What the exercise asks =>
Show every line of the entries below that contains the word "pale", matching its case exactly.

-- begin Records --

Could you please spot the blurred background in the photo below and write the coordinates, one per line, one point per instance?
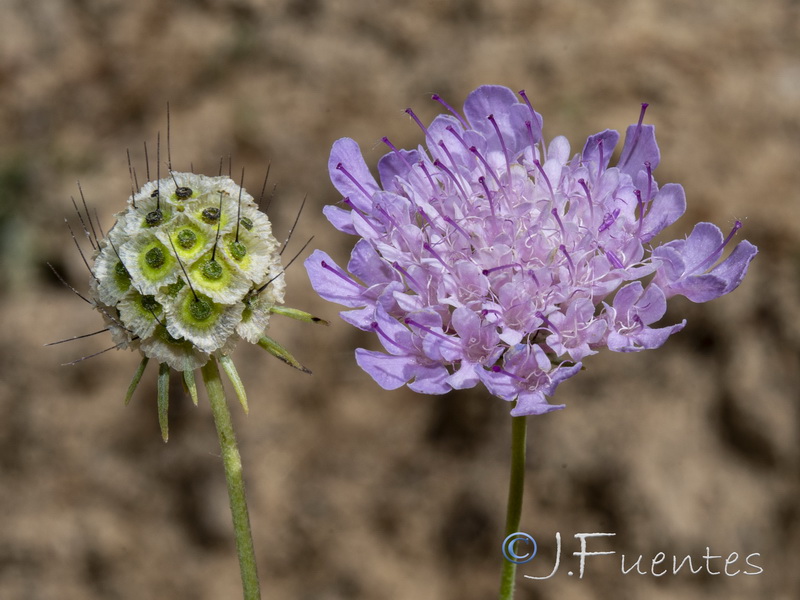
(356, 492)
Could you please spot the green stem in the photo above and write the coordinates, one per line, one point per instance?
(514, 511)
(233, 474)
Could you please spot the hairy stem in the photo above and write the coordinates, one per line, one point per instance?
(233, 474)
(514, 510)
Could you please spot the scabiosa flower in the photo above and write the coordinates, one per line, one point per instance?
(489, 256)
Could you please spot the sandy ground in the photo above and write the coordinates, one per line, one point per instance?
(356, 492)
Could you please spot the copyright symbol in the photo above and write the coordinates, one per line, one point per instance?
(513, 554)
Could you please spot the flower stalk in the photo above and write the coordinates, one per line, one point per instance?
(233, 474)
(516, 486)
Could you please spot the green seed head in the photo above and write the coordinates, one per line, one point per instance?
(187, 238)
(174, 272)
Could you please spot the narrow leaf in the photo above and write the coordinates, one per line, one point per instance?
(298, 315)
(163, 399)
(190, 385)
(280, 352)
(233, 375)
(137, 377)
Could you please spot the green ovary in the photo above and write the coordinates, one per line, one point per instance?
(155, 262)
(187, 239)
(211, 274)
(122, 278)
(200, 312)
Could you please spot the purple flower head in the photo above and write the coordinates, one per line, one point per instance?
(489, 256)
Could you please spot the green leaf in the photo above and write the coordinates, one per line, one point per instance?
(297, 314)
(233, 375)
(190, 385)
(280, 352)
(163, 399)
(137, 377)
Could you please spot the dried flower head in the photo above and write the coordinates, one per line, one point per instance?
(491, 257)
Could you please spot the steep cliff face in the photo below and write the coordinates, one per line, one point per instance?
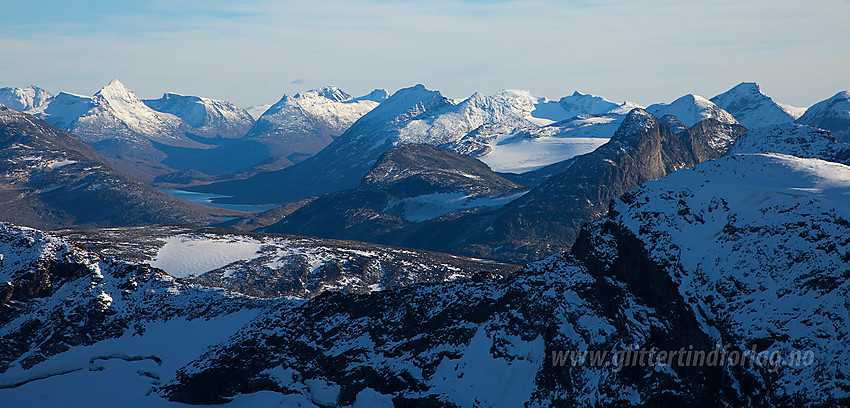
(743, 253)
(684, 263)
(52, 179)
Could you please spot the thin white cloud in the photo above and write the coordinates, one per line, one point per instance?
(643, 51)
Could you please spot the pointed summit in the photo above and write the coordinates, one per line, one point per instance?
(831, 114)
(24, 99)
(585, 104)
(752, 108)
(691, 109)
(117, 91)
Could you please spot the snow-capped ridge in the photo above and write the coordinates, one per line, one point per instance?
(691, 109)
(831, 114)
(24, 99)
(636, 123)
(793, 139)
(752, 108)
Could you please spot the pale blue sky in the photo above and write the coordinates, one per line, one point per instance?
(251, 52)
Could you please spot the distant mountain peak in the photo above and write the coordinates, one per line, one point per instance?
(831, 114)
(117, 91)
(328, 92)
(752, 108)
(637, 122)
(25, 99)
(690, 109)
(377, 95)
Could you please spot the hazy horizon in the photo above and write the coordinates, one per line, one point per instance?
(253, 52)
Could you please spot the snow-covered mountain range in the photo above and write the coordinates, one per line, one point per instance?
(690, 109)
(418, 115)
(207, 118)
(298, 126)
(278, 266)
(49, 178)
(832, 114)
(710, 257)
(754, 109)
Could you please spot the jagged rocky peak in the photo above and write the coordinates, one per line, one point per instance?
(24, 99)
(52, 179)
(328, 92)
(407, 99)
(831, 114)
(691, 109)
(116, 90)
(435, 166)
(674, 123)
(208, 117)
(636, 124)
(753, 109)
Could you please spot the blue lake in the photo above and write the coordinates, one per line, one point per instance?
(207, 198)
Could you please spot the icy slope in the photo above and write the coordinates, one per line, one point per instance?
(690, 109)
(747, 252)
(306, 122)
(274, 266)
(119, 114)
(24, 99)
(795, 140)
(760, 243)
(832, 114)
(70, 318)
(754, 109)
(208, 117)
(49, 178)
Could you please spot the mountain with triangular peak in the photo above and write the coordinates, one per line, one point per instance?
(49, 178)
(795, 140)
(119, 114)
(752, 108)
(209, 118)
(522, 227)
(298, 126)
(24, 99)
(690, 109)
(411, 115)
(63, 109)
(832, 114)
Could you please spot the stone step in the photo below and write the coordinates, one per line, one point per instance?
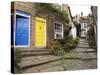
(33, 49)
(28, 62)
(48, 67)
(35, 53)
(83, 46)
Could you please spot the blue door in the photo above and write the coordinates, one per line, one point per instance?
(22, 30)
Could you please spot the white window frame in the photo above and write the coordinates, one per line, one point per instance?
(45, 34)
(61, 33)
(27, 16)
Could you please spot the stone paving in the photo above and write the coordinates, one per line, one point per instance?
(80, 58)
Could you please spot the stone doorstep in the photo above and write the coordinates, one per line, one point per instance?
(29, 62)
(83, 50)
(40, 68)
(34, 50)
(39, 60)
(27, 53)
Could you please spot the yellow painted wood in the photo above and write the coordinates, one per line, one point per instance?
(40, 34)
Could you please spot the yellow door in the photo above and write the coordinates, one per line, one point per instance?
(40, 32)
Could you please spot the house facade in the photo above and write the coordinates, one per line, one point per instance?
(34, 28)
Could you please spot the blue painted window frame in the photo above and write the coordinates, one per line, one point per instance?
(27, 15)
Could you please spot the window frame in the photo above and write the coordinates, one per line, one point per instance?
(23, 15)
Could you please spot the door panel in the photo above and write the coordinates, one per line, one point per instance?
(22, 30)
(40, 37)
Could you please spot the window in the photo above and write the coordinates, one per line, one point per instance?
(58, 31)
(22, 29)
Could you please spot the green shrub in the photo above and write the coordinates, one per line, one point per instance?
(17, 56)
(56, 48)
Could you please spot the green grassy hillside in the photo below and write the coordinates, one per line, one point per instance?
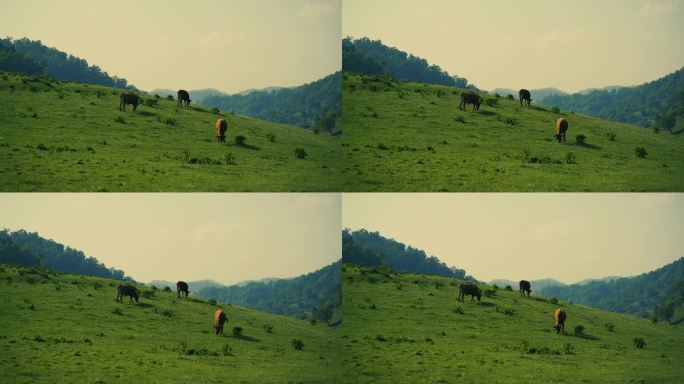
(408, 328)
(68, 328)
(401, 136)
(60, 136)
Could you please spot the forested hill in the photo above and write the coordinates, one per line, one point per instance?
(372, 249)
(375, 58)
(659, 103)
(33, 58)
(315, 105)
(30, 249)
(639, 295)
(316, 295)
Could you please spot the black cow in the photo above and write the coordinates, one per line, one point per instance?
(182, 287)
(127, 290)
(525, 96)
(525, 287)
(469, 289)
(129, 98)
(183, 98)
(470, 98)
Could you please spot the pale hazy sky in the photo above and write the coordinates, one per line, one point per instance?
(569, 237)
(228, 237)
(230, 45)
(571, 45)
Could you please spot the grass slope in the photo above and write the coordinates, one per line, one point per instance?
(63, 328)
(401, 136)
(60, 136)
(408, 328)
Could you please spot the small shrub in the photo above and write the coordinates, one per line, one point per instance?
(639, 342)
(297, 344)
(300, 153)
(640, 152)
(569, 349)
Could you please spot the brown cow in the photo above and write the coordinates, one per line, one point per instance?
(183, 98)
(525, 287)
(561, 128)
(470, 98)
(221, 128)
(559, 318)
(127, 290)
(182, 287)
(525, 96)
(219, 318)
(469, 289)
(129, 98)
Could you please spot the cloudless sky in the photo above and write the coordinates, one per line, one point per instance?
(230, 45)
(229, 237)
(568, 237)
(571, 45)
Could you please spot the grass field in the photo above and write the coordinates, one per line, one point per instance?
(407, 328)
(69, 329)
(402, 136)
(60, 136)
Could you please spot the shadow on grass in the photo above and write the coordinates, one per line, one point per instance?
(245, 338)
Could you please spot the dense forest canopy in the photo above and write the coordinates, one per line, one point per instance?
(315, 105)
(30, 249)
(372, 249)
(659, 103)
(32, 58)
(637, 295)
(316, 295)
(373, 57)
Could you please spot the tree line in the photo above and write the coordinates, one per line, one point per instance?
(30, 249)
(372, 249)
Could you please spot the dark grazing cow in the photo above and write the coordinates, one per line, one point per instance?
(469, 289)
(525, 287)
(219, 318)
(561, 128)
(129, 98)
(470, 98)
(559, 318)
(525, 96)
(182, 287)
(127, 290)
(221, 128)
(183, 98)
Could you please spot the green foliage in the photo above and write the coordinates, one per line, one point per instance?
(315, 104)
(640, 152)
(639, 342)
(656, 103)
(317, 294)
(300, 153)
(633, 295)
(297, 344)
(372, 249)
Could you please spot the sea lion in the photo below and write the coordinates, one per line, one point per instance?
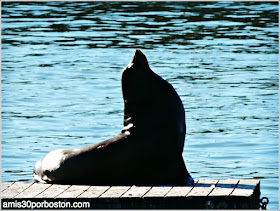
(147, 151)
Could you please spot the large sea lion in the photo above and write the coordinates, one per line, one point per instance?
(147, 151)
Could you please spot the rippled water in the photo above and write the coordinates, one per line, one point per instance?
(61, 66)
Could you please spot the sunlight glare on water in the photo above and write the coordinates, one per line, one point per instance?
(61, 69)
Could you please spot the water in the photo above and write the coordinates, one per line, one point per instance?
(61, 66)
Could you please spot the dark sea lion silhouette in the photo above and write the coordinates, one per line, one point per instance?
(147, 151)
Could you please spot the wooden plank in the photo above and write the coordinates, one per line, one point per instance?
(203, 188)
(94, 192)
(15, 189)
(53, 191)
(115, 192)
(136, 192)
(158, 191)
(245, 187)
(33, 190)
(178, 191)
(74, 191)
(5, 185)
(224, 187)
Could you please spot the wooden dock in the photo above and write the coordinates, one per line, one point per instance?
(205, 194)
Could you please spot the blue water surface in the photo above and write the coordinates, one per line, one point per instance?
(61, 69)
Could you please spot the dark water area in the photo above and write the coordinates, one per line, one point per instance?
(61, 69)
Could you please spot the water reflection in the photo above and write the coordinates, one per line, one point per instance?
(61, 65)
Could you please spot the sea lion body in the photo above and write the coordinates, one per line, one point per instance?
(147, 151)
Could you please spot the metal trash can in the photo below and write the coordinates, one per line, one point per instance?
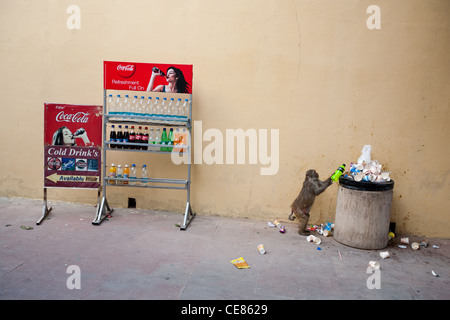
(363, 213)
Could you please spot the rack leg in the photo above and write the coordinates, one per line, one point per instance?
(188, 216)
(103, 211)
(46, 210)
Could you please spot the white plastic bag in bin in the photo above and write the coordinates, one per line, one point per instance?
(365, 155)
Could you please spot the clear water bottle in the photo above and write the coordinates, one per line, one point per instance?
(126, 106)
(111, 105)
(170, 107)
(112, 137)
(141, 107)
(126, 174)
(133, 174)
(185, 109)
(144, 175)
(170, 140)
(164, 140)
(149, 107)
(164, 106)
(134, 106)
(151, 138)
(157, 139)
(156, 107)
(178, 108)
(119, 105)
(119, 174)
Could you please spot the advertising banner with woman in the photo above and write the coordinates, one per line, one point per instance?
(175, 78)
(72, 146)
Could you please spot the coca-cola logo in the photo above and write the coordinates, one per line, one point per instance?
(79, 117)
(126, 71)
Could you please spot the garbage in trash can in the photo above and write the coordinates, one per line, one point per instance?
(363, 212)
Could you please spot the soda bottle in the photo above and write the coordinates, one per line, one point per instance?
(118, 106)
(178, 108)
(183, 139)
(133, 175)
(141, 107)
(127, 106)
(111, 109)
(132, 138)
(139, 138)
(177, 139)
(126, 138)
(164, 139)
(134, 106)
(157, 139)
(126, 174)
(170, 140)
(148, 107)
(185, 108)
(112, 137)
(145, 138)
(170, 107)
(119, 174)
(338, 173)
(119, 137)
(112, 173)
(144, 175)
(164, 107)
(156, 107)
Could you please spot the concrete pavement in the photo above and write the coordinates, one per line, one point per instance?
(141, 254)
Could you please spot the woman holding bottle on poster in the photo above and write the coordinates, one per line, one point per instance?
(176, 82)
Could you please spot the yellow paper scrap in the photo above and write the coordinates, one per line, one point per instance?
(240, 263)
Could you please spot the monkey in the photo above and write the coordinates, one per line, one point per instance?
(301, 206)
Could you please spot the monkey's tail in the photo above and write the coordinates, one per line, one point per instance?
(292, 216)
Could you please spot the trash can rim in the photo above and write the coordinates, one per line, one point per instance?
(365, 185)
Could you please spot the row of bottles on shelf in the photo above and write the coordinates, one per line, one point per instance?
(161, 108)
(154, 139)
(128, 173)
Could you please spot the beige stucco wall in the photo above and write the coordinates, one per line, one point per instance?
(311, 69)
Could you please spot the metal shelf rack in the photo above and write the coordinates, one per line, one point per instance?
(103, 208)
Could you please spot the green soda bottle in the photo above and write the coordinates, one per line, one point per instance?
(164, 139)
(171, 140)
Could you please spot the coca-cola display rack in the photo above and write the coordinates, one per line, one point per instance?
(117, 112)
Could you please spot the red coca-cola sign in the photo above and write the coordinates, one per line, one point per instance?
(72, 146)
(137, 76)
(126, 70)
(79, 117)
(73, 125)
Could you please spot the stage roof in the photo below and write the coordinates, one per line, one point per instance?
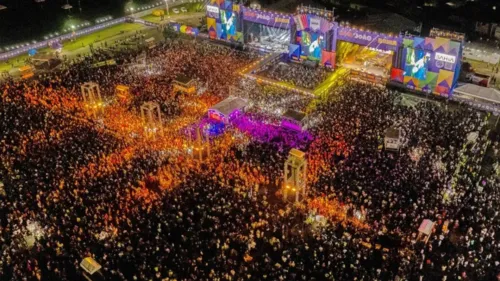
(229, 105)
(386, 23)
(295, 115)
(478, 92)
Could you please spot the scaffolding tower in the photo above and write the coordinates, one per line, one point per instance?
(92, 97)
(295, 176)
(151, 116)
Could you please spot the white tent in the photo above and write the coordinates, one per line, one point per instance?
(227, 109)
(90, 265)
(481, 53)
(476, 92)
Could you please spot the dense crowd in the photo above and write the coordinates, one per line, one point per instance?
(224, 219)
(300, 75)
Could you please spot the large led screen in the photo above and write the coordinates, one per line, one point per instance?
(429, 64)
(311, 43)
(416, 63)
(228, 21)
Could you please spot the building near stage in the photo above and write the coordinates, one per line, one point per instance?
(228, 109)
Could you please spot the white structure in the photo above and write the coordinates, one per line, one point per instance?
(228, 109)
(295, 176)
(92, 98)
(91, 93)
(90, 265)
(151, 116)
(487, 99)
(392, 139)
(122, 92)
(425, 230)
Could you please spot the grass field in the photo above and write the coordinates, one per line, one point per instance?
(100, 36)
(104, 34)
(190, 7)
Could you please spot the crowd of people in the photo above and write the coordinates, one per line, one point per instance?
(300, 75)
(223, 219)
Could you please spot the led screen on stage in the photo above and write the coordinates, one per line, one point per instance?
(311, 43)
(259, 33)
(228, 21)
(429, 64)
(416, 64)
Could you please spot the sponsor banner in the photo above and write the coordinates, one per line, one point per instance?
(445, 58)
(267, 18)
(367, 38)
(212, 11)
(315, 24)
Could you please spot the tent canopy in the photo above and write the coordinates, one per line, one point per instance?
(229, 105)
(183, 80)
(294, 115)
(392, 133)
(478, 92)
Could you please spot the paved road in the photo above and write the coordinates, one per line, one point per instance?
(149, 31)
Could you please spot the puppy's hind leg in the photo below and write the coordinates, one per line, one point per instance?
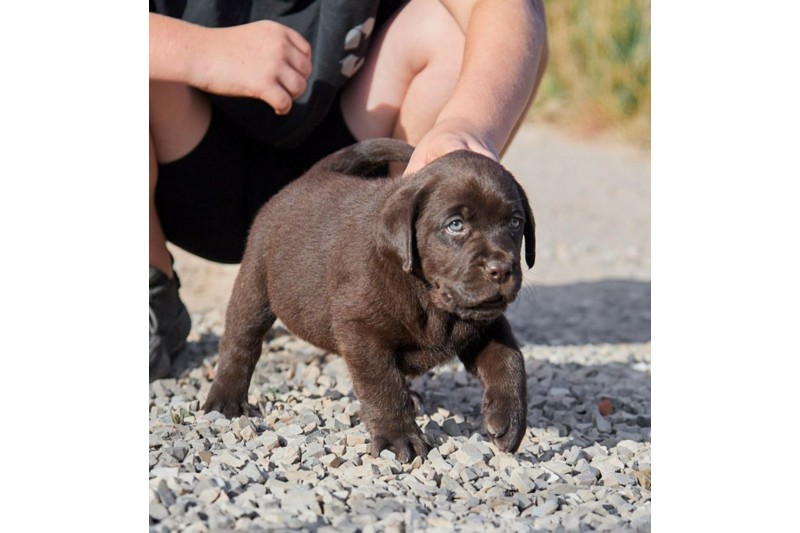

-- end Records --

Written solution =>
Could you please spot the pale blue sky in the photo above and write the coordinates, one per line, one point per instance?
Could you please spot the pale hazy sky in the photo above and write the coordinates, one per line, one point per instance?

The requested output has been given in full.